# [Work to complete]
Retype all of the data shown below, keeping every character the same.

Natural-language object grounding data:
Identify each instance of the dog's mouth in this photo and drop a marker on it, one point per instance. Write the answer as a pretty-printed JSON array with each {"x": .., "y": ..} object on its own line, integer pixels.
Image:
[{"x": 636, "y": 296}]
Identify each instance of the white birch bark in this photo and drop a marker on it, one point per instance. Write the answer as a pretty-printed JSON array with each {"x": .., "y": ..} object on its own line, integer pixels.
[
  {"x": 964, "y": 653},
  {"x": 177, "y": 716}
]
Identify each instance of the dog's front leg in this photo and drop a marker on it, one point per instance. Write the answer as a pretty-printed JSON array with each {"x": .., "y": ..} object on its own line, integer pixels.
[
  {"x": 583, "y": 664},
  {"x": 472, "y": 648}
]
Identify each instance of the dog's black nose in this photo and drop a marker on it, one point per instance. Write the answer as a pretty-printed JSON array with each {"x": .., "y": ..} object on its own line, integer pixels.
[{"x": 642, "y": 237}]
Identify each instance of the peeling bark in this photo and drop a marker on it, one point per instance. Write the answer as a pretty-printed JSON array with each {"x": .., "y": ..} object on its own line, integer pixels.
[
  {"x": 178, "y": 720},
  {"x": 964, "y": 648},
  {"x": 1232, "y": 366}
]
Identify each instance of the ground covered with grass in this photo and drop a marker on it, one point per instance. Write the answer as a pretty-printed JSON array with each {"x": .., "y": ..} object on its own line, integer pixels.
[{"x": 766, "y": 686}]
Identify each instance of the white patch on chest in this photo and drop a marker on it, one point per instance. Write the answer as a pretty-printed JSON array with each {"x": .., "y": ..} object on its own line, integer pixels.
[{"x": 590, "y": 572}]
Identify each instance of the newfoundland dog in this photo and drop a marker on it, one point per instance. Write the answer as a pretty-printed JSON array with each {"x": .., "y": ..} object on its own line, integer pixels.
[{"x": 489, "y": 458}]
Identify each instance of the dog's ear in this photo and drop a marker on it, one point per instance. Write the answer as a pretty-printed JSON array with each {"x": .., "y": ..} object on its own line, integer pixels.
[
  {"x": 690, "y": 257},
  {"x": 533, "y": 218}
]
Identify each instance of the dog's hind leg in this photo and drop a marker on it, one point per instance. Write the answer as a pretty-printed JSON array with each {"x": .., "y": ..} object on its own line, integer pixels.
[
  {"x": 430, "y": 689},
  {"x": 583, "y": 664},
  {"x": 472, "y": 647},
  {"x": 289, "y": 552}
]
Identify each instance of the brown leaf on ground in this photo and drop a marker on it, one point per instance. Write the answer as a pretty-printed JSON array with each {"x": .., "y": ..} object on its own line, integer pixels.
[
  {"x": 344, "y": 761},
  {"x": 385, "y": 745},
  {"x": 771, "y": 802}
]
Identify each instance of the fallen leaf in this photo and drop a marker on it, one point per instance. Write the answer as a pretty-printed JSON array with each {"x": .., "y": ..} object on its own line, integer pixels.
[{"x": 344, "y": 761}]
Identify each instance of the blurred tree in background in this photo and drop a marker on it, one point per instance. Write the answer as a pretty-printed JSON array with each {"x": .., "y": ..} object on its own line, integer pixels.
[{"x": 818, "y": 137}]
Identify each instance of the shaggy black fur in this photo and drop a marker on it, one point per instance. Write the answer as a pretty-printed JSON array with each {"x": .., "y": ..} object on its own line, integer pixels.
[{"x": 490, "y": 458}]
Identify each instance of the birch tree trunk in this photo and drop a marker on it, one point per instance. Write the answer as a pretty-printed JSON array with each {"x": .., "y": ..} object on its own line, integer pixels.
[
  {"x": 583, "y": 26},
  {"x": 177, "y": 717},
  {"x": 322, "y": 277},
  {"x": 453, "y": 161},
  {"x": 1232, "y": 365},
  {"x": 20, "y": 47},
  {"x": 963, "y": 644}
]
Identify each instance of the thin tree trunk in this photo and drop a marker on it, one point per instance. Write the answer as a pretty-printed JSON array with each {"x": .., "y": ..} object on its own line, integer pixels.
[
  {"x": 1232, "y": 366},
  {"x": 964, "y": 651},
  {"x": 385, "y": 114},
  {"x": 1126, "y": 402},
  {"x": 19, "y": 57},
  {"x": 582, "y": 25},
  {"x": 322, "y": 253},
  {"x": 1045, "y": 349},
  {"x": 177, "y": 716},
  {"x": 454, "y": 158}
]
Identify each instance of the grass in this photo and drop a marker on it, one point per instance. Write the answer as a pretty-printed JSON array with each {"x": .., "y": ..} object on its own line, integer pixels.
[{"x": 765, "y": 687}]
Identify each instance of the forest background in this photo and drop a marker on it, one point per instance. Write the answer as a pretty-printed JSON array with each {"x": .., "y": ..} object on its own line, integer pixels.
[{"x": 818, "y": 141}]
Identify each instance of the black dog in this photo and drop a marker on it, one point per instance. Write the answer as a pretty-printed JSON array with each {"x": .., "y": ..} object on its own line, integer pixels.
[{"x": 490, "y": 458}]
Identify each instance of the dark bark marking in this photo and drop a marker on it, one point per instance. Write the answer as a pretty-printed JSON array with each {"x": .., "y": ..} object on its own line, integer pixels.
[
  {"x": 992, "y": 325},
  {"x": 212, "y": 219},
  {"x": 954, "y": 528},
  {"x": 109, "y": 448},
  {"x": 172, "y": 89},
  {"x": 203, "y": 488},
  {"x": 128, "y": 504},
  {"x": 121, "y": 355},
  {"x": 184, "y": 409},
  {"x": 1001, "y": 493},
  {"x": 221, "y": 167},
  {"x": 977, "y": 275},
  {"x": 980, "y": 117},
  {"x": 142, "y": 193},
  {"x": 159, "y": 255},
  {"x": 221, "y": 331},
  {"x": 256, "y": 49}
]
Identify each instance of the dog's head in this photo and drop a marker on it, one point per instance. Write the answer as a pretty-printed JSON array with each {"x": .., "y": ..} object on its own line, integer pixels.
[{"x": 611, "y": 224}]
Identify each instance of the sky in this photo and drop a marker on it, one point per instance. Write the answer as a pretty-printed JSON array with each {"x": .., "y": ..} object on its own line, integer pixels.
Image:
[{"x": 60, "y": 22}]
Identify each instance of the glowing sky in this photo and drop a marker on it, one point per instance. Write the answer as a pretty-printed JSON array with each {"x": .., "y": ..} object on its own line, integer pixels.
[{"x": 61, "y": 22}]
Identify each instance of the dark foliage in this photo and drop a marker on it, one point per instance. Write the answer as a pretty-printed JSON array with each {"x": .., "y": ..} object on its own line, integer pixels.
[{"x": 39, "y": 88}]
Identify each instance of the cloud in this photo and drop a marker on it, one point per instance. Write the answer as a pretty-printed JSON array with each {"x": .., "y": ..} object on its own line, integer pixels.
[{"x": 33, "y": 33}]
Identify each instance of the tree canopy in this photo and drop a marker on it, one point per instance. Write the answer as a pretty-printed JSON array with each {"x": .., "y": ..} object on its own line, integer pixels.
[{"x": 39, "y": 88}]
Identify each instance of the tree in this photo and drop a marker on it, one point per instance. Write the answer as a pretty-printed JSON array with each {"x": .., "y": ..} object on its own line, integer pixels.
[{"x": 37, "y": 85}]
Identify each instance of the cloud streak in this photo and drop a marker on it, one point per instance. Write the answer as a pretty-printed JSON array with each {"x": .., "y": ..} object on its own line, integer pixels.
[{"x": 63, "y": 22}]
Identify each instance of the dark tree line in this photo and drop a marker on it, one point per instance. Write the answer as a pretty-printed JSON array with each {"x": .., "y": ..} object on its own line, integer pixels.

# [Solution to this problem]
Identify each instance of the dog's mouth in this photo and drop a marker on it, one point per instance. Write the answer as a pretty-printed JSON array with each {"x": .., "y": ..} object on its own line, integer pixels.
Image:
[{"x": 636, "y": 296}]
Identify each instance of the white birch bark in this photo and drop a marker on it, one point per instance. Write the answer as a pretty-printed JSON array with each {"x": .., "y": ..} object on its own line, integer pixels.
[
  {"x": 964, "y": 653},
  {"x": 177, "y": 716}
]
Identify each instance of the dog's front leg in this photo and drop a marker on it, one point per instance. Write the answer as a pretty-printed JSON array with each {"x": .., "y": ..} object on its own line, integer pixels.
[
  {"x": 583, "y": 664},
  {"x": 472, "y": 648}
]
Identify each instance of the dog's black nose in this photo and drop a marker on it, one point per instance. Write the answer as a pretty-printed JSON array with each {"x": .., "y": ..} object on its own line, integer pixels.
[{"x": 642, "y": 237}]
Identify each instance of the peeling bark in this photo and drop a marker on it, one point per instance. Write the answer as a pretty-printed JSON array with each {"x": .., "y": ..} object on its own line, integer pixels.
[
  {"x": 178, "y": 720},
  {"x": 964, "y": 648},
  {"x": 1232, "y": 366}
]
Identify each instance of the ground covered with grass in this photo and drop a marker on it, one point per instance. Write the answer as a pretty-printed JSON array with each {"x": .., "y": ..} object on its own line, integer pixels.
[{"x": 766, "y": 686}]
Identify each instance of the white patch on chest in this photo and drop a marker on it, one point per instance. Write the answer as a pretty-printed JSON array with each {"x": .., "y": ..} object on its own line, integer pixels.
[{"x": 590, "y": 572}]
Identify each instance of the newfoundland dog in this photo and drop a marker on it, one point per instance. Write the answer as a pretty-printed JSON array with each {"x": .., "y": ..} object on its own line, integer pixels.
[{"x": 489, "y": 458}]
Identify each instance of the dog's ear in this photo and drop a marker on it, one point per instance. Write the answer as a pretty-printed JSON array with each {"x": .., "y": ..} object on its own line, integer pixels.
[
  {"x": 690, "y": 257},
  {"x": 533, "y": 218}
]
Identify each instance of the dog's hind leg in this photo and drop a marker on it, one point per instance. Write the answer as a pretty-printed JSON array with each {"x": .., "y": ..} object on its own line, integer pixels.
[
  {"x": 430, "y": 689},
  {"x": 583, "y": 664},
  {"x": 472, "y": 647},
  {"x": 289, "y": 552}
]
Identify each instance of the brown leaf on ground in this photo and drop a marker on it, one point per instance. Write the answer as a pretty-printed JSON array with each {"x": .., "y": ..} object on its own line, integer pixels.
[
  {"x": 344, "y": 761},
  {"x": 385, "y": 745},
  {"x": 771, "y": 802}
]
Identify each instance of the fallen leaf in this photo and drop a marker on it, one point per instance. Write the answer as a pretty-printed JSON array with each {"x": .., "y": ..} object on its own line, integer pixels.
[{"x": 344, "y": 761}]
Identify each instance of the blurred tree in background in this photo and drop a marker on it, one point per instance. Write the answer as a pretty-printed JSON array with each {"x": .., "y": ..} object on its own line, integer pixels.
[{"x": 818, "y": 137}]
Identify each instance of the shaggy black fur in this photo and drop a marker on it, one point per instance. Write the answer as a pretty-printed JSON array with each {"x": .., "y": ..} object on its own line, integer pixels.
[{"x": 490, "y": 458}]
Identify each instance of the birch tree trunk in this photo and drop a marker on it, one point per instance. Write the answer as a pretty-printed JSON array with each {"x": .., "y": ..} object on its own line, integer pixels.
[
  {"x": 583, "y": 26},
  {"x": 177, "y": 717},
  {"x": 322, "y": 277},
  {"x": 453, "y": 161},
  {"x": 1232, "y": 365},
  {"x": 20, "y": 47},
  {"x": 963, "y": 644}
]
Identify each instance of the thin tree trunk in this photo and drop a marker on it, one point per instance. Write the answer as a pretty-printed JSON array with each {"x": .., "y": ..} object on its own line, integer pixels.
[
  {"x": 1232, "y": 366},
  {"x": 964, "y": 651},
  {"x": 385, "y": 114},
  {"x": 1126, "y": 402},
  {"x": 19, "y": 57},
  {"x": 582, "y": 25},
  {"x": 322, "y": 253},
  {"x": 1045, "y": 349},
  {"x": 177, "y": 716},
  {"x": 454, "y": 158}
]
Identify each instance of the grass in this photo and drop a marker on it, one point per instance. Write the answer as a pretty-printed JSON array with each {"x": .., "y": ..} object on its own line, integer pixels.
[{"x": 765, "y": 687}]
Identify each instance of the forest background in this photo and drop a marker on it, one point per instance. Write the answer as a pretty-printed JSON array with each {"x": .., "y": ..} object on its own line, integer pixels.
[{"x": 818, "y": 141}]
Identify each instance of the black dog in this photo and drop a marker on it, one point per instance. Write the answer as a pretty-printed JSON array with each {"x": .., "y": ..} object on its own line, integer pixels.
[{"x": 490, "y": 458}]
Identify each instance of the dark bark marking in this photo and drop a marker on it, one point per instance. Write the answer as a pretty-printed JSON array with each {"x": .., "y": ..} object on its own line, integer pixels.
[
  {"x": 992, "y": 325},
  {"x": 212, "y": 219},
  {"x": 954, "y": 528},
  {"x": 109, "y": 448},
  {"x": 172, "y": 89},
  {"x": 203, "y": 488},
  {"x": 128, "y": 504},
  {"x": 121, "y": 355},
  {"x": 184, "y": 409},
  {"x": 1001, "y": 493},
  {"x": 221, "y": 167},
  {"x": 977, "y": 275},
  {"x": 980, "y": 117},
  {"x": 142, "y": 193},
  {"x": 159, "y": 255},
  {"x": 221, "y": 331},
  {"x": 256, "y": 49}
]
Identify each instance of the dog's head in this photo and drop a marker on it, one point per instance. Write the answer as a pretty-printed JSON array with each {"x": .., "y": ..} object on its own line, integer pixels.
[{"x": 611, "y": 224}]
Identify each instance of the sky in this photo and drop a marker on it, one point per instance. Write the answer as a pretty-printed JSON array with each {"x": .., "y": ..} object on its own line, integer pixels.
Image:
[{"x": 60, "y": 22}]
Identify each instance of the glowing sky in this photo and drop a marker on it, one point per instance. Write the answer as a pretty-printed JSON array with each {"x": .., "y": ..} object on its own line, integer pixels.
[{"x": 61, "y": 22}]
Identify each instance of the dark foliage in this photo and drop a marker on it, one point per instance. Write the answer as a pretty-printed JSON array with each {"x": .., "y": ..} object on its own line, integer pixels.
[{"x": 39, "y": 88}]
Identify each instance of the cloud in this photo and drop a marker on it, one point per instance. Write the answer as a pretty-printed JSON array with each {"x": .., "y": ..} object on its own line, integer pixels.
[{"x": 33, "y": 33}]
Identify each instance of the tree canopy in this photo and drop a marker on it, one point per instance. Write the answer as a pretty-printed JSON array with each {"x": .., "y": ..} object on its own line, integer pixels.
[{"x": 39, "y": 88}]
Identify each instance of the tree in this photo and drop a marker on it, one point per instance. Write the answer as a pretty-printed JSON array with each {"x": .., "y": ..} object on its own line, integer pixels.
[{"x": 37, "y": 85}]
Identify each instance of the cloud streak in this photo and drop a marker on it, one point per instance. Write the answer as a pretty-printed JSON array with each {"x": .., "y": ..} object on its own line, integer pixels.
[{"x": 63, "y": 22}]
Identify each instance of the dark tree line in this photo and drop a marker on it, one point per instance. Write the answer as a pretty-printed JSON array with each {"x": .., "y": ..} object on its own line, integer pixels.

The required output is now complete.